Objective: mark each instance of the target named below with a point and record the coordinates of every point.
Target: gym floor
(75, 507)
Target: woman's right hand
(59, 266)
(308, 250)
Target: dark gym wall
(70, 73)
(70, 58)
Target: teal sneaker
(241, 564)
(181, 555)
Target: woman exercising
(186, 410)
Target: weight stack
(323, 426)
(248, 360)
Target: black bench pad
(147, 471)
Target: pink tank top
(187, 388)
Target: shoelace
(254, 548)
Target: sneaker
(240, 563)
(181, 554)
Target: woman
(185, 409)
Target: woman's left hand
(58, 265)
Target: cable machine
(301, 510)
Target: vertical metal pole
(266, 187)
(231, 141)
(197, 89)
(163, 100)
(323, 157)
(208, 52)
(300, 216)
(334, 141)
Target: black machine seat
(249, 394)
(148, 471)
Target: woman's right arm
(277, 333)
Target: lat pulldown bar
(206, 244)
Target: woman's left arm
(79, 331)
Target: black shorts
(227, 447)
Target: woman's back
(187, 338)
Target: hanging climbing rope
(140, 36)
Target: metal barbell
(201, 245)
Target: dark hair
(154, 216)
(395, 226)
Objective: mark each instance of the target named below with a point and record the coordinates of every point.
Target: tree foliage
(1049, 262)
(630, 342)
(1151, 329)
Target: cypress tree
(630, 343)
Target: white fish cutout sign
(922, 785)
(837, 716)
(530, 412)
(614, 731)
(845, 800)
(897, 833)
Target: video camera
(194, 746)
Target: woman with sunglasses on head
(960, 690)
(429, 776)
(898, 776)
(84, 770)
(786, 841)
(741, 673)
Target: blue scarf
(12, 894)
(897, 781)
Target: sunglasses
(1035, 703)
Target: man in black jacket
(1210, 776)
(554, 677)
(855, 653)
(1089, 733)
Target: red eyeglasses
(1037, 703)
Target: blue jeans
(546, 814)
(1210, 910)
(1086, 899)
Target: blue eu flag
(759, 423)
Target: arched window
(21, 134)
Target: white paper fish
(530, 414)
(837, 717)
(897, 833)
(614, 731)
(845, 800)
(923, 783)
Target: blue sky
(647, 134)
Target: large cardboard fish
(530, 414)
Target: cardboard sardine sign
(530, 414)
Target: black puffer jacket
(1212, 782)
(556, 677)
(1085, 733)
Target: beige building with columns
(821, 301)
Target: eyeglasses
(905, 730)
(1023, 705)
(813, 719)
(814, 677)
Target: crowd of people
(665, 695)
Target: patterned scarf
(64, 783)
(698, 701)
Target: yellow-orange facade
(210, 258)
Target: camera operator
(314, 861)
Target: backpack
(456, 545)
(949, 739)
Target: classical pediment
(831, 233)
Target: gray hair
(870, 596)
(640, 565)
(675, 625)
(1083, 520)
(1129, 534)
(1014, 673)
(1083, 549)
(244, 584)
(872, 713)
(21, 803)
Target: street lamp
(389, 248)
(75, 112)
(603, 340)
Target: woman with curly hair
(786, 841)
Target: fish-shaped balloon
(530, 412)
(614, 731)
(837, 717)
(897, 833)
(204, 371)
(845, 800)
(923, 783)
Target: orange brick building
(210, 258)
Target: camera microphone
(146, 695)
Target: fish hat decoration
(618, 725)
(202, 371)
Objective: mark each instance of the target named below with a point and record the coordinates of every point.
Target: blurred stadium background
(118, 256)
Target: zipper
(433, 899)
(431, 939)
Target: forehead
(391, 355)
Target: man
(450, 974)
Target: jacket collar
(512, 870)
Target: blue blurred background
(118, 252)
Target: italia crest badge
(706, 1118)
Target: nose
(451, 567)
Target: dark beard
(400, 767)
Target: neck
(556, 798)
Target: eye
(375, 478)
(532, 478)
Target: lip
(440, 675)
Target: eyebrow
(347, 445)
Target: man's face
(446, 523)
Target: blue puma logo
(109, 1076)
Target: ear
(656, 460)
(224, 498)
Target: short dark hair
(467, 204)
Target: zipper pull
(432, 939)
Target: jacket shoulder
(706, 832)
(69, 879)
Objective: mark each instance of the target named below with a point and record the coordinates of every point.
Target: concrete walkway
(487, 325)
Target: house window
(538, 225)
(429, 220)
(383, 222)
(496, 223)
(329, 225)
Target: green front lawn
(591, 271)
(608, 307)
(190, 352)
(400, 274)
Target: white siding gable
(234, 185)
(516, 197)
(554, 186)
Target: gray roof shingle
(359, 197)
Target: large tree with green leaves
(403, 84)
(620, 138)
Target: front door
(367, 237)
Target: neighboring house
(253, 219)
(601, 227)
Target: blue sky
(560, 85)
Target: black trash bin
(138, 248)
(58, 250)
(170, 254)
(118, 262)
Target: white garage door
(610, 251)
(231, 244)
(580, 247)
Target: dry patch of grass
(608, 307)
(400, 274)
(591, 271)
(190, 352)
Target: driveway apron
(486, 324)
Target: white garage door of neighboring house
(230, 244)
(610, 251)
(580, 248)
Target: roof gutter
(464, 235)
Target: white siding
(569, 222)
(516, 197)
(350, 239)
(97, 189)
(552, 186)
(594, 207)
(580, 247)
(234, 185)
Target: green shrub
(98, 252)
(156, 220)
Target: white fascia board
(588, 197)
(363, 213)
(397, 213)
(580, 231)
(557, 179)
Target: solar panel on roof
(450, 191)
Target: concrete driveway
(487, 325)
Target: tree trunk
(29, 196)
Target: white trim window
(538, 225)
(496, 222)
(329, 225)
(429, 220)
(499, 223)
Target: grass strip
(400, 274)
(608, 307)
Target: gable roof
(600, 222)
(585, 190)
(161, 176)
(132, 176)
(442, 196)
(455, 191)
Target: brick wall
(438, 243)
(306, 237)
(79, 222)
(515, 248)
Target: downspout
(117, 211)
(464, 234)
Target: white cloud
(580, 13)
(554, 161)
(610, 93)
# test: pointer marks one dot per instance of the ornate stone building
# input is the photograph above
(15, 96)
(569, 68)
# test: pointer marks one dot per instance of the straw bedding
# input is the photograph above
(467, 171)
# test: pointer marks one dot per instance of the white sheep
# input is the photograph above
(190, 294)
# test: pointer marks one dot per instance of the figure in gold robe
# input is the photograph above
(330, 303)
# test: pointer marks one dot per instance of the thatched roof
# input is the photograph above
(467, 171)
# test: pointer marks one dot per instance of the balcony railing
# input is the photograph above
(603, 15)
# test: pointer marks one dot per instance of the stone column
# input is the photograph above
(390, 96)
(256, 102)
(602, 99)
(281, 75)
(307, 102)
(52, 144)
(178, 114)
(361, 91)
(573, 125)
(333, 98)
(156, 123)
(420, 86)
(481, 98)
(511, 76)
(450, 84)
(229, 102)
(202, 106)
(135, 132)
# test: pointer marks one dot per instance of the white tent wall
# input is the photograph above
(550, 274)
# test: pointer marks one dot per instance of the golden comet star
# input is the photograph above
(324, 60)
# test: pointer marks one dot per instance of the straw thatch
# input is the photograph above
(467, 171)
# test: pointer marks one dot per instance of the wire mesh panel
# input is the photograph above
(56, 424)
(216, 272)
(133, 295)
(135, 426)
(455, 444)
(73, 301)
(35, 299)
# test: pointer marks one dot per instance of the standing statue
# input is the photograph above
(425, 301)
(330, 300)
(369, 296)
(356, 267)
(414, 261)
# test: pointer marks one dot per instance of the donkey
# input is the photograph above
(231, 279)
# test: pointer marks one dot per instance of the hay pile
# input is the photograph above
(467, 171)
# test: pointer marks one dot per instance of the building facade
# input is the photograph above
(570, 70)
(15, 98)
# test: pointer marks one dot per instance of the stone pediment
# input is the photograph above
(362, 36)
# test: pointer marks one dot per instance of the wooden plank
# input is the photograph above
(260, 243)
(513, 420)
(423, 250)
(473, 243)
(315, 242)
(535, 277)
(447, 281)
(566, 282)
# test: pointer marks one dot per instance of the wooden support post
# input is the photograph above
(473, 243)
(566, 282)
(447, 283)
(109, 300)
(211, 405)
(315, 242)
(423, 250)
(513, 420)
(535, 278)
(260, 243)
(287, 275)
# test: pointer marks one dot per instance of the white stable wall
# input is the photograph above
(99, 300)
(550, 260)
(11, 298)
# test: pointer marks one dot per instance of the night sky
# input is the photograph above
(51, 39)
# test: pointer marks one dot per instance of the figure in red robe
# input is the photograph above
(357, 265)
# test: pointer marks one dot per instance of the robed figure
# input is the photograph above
------------------------------
- [Work item] When a line in the records holds the string "straw", copy that line.

- [Exercise solution]
# test: pointer marks one dot per instance of the straw bedding
# test: pointer marks one dot per instance of the straw thatch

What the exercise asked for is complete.